Data records |

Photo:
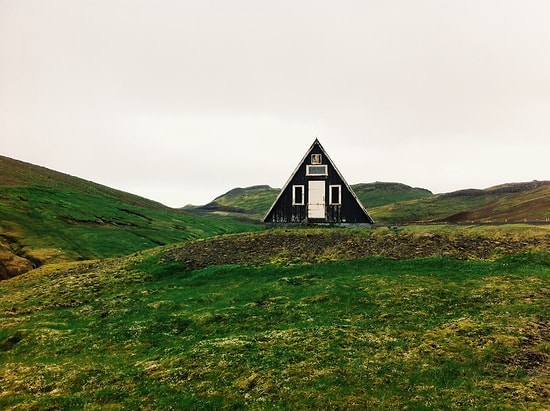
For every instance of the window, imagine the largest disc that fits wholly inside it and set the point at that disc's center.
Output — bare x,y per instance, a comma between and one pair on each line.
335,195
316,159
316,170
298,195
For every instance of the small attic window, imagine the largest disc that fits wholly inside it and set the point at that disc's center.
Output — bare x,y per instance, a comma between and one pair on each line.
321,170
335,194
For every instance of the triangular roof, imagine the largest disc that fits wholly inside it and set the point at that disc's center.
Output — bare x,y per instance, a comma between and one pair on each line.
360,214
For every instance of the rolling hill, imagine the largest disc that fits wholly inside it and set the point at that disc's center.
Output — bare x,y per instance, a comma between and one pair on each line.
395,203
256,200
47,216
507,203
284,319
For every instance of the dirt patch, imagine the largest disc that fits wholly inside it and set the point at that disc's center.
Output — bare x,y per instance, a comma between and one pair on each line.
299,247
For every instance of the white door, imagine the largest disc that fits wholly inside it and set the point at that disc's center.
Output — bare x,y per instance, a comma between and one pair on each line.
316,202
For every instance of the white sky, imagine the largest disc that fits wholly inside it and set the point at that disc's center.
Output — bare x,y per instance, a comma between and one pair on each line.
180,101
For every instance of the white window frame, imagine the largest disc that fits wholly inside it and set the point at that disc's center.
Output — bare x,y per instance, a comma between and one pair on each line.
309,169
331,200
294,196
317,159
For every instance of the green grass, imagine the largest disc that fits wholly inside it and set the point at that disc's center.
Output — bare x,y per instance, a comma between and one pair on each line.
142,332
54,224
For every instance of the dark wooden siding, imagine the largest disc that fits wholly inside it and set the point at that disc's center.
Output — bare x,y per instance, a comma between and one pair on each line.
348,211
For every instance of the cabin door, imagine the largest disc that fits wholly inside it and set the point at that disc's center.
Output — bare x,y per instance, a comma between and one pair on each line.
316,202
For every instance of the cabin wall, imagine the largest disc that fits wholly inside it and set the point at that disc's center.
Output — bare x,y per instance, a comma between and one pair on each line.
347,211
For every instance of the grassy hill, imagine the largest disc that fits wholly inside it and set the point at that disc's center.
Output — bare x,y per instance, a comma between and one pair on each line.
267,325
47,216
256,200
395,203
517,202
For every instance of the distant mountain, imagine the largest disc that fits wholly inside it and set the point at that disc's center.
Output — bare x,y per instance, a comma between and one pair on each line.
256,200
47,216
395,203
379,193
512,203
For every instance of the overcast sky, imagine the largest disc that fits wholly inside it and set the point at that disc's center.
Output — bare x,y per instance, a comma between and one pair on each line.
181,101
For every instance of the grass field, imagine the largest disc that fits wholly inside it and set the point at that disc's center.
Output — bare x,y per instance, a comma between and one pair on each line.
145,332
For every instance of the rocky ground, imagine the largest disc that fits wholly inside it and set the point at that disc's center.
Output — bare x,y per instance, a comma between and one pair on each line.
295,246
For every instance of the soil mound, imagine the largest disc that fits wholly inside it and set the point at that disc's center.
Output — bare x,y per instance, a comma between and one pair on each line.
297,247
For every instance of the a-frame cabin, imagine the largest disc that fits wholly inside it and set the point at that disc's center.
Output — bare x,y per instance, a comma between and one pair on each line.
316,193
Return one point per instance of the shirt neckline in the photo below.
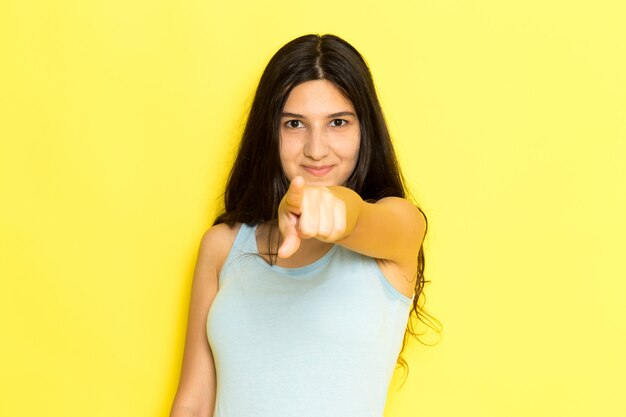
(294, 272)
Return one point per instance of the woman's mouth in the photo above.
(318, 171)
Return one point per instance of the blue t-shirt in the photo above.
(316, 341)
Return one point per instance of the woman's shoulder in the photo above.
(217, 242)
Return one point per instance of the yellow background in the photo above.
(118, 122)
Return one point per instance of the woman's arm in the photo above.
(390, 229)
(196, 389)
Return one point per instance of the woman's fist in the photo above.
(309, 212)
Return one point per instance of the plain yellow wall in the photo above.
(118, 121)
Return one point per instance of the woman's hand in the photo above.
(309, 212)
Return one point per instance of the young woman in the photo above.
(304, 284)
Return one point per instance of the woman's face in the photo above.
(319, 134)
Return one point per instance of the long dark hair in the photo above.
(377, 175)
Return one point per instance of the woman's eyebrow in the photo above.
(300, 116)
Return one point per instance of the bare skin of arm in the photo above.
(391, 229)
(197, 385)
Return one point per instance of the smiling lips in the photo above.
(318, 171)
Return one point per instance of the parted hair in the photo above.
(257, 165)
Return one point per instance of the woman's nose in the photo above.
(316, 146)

Exercise brief | Reproduce all of the data above word for word, leaving out the pictures.

Correct response |
Photo:
For every instance of the window, imagine the largest disc that fits wholly inside it and set the point at that disc's center.
Output — bare x,y per instance, a comma between and one pair on each line.
335,195
316,159
316,170
298,195
For every instance of the small attic window, imagine the largest disc that fits wholly inside it and set the point at that disc's center.
Output — bare x,y per instance, a comma between and one pair on each line.
321,170
335,194
For every instance of the triangular roof, imagine the largest disc that fits wholly inside it and set the point at that disc's center.
Output — bare x,y per instance, a comma between and one pair on each line.
360,214
For every instance of the rolling hill, imagine the largest disc that fits wholly inside it and set the point at that disc's center.
Output — bare x,y per instance, a comma between and one pair on each line.
395,203
256,200
47,216
507,203
284,319
For every instance of the dirt patch, imagine the largest disc that fits wholly inside it and set the point at that disc's center.
Output — bare x,y per instance, a comma between and one pair on each line.
299,247
For every instance of the white door, imagine the largest disc that fits wholly inside it and set the point at that disc's center.
Output — bare x,y per instance, a comma between and one pair on each line.
316,202
For every instance of the white sky, imagine the largest disc that fits wholly inside it and set the point at that disc's center.
Output — bare x,y per instance, a comma between and one pair on each line.
180,101
For every instance of the white window frame, imagine the largest disc that fits wholly inside it and set the point at that disc's center.
Output — bare x,y per instance, a comma between and one pair on each line.
309,169
331,200
294,196
317,159
For every instance of the green grass, imagine the largest disc that fits wholly inside it and set the point at that disc's center.
Output — bare x,y per instance, a comma between and one pair on each line.
142,332
54,224
For every instance of the dark wooden siding, imagine the largest disc that fits wholly inside it and set the point at that disc's center.
Output — bare x,y per instance, a comma between and one pair on each line.
348,211
For every instance of the cabin door, imagine the largest disc that fits wholly inside it and set the point at that disc's center.
Output — bare x,y per instance, a comma between and one pair on each line.
316,202
For every instance of the cabin wall, imagine the largest disc that fits wholly inside it and set the point at that disc's center.
Output — bare x,y per instance, a comma between and one pair on each line.
347,211
For every instance of the grassy hill, imagine the largest disc that fits wholly inside it and set the point at that disc's center.
Output — bare x,y per instance, a comma between and one pair on each line.
267,325
47,216
256,200
395,203
517,202
For every instance of the distant mountain, imagine the largest disc that fits wholly inside it and set the point at that disc's center.
Output — bare x,y per instance, a comma between and one pair on each line.
256,200
47,216
395,203
379,193
512,203
For every instance of the overcast sky, imagine the largest disc that fits wholly inside it and set the point at that disc's center.
Output — bare x,y per instance, a comma between and one pair on each line.
181,101
For every instance of the grass field, imagine the largest disc that fits wholly inside it and set the point at that disc's center.
Output — bare x,y per instance, a comma between and one pair on each line.
145,332
For every instance of the rocky ground, imagine the largest disc that fits wholly inside it and set the point at that disc's center.
Output — bare x,y per instance, a comma between and one pair on each line.
295,246
For every instance of the soil mound, imagine the largest disc that fits wholly inside it and set the point at that disc's center.
Output — bare x,y per instance, a comma between and one pair on each line.
297,247
For every instance of the a-frame cabin, imagine the largest disc that fits wholly inside it and set the point at that disc's center.
Output — bare x,y per instance, a comma between and one pair on each line.
316,193
Return one point per instance of the shirt neckline in the photo below.
(294, 272)
Return one point per instance of the woman's mouth in the photo above.
(318, 171)
Return one point per instance of the blue t-shirt in the photo above.
(316, 341)
Return one point per instance of the woman's shoulder in the photo above.
(217, 242)
Return one point per instance of the yellow background in the photo above.
(118, 122)
Return one point per instance of the woman's arm in the photo above.
(390, 229)
(196, 389)
Return one point per instance of the woman's fist in the photo above.
(309, 212)
Return one point per instance of the plain yellow wall in the photo above.
(118, 121)
Return one point per instance of the woman's hand in the photo above.
(309, 212)
Return one point per instance of the young woman in the photo above.
(304, 284)
Return one point per instance of the woman's face in the photo above.
(319, 134)
Return one point per instance of the long dark hair in the photo above.
(377, 175)
Return one point per instance of the woman's eyebrow in the photo above.
(300, 116)
Return one point per instance of the bare skin of arm in the photo above.
(391, 229)
(197, 385)
Return one point per instance of the smiling lips in the photo above.
(318, 171)
Return one point per instance of the parted hair in the photo above.
(257, 165)
Return one point per instance of the woman's nose in the photo above.
(316, 146)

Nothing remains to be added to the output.